**Short problem:** Can you switch every "craft logo" in the listing below to "bakery logo" and return the listing with nothing else altered?

::::::::

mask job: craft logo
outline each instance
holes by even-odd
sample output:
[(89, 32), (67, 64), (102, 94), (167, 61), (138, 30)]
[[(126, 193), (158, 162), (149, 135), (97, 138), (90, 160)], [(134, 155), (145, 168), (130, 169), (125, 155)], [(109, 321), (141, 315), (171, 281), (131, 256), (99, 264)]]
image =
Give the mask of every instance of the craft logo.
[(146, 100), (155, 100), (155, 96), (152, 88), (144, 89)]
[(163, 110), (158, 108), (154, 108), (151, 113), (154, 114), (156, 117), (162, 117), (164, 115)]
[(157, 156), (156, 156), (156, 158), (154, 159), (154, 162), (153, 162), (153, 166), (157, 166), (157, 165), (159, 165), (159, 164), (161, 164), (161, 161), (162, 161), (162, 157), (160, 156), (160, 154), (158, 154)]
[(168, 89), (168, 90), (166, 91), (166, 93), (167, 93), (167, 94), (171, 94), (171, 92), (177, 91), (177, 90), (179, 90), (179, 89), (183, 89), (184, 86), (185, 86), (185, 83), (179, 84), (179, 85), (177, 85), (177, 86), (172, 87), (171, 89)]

::::::::

**Reply:**
mask job: bakery logo
outline each instance
holes by even-odd
sample output:
[(89, 32), (67, 64), (102, 94), (167, 61), (138, 30)]
[[(126, 193), (158, 162), (149, 135), (97, 138), (90, 160)], [(134, 155), (145, 168), (130, 169), (125, 155)], [(109, 321), (141, 315), (171, 281), (131, 256), (99, 264)]]
image =
Give the mask of every instance of the bakery logo.
[(146, 100), (155, 100), (155, 96), (152, 88), (144, 89)]
[(163, 110), (158, 108), (154, 108), (151, 113), (154, 114), (156, 117), (162, 117), (164, 115)]
[(157, 156), (156, 156), (156, 158), (154, 159), (154, 162), (153, 162), (153, 166), (157, 166), (157, 165), (159, 165), (159, 164), (161, 164), (161, 161), (162, 161), (162, 157), (160, 156), (160, 154), (158, 154)]
[(168, 89), (168, 90), (166, 91), (166, 93), (167, 93), (167, 94), (171, 94), (171, 92), (177, 91), (177, 90), (179, 90), (179, 89), (183, 89), (184, 86), (185, 86), (185, 83), (179, 84), (179, 85), (177, 85), (177, 86), (172, 87), (171, 89)]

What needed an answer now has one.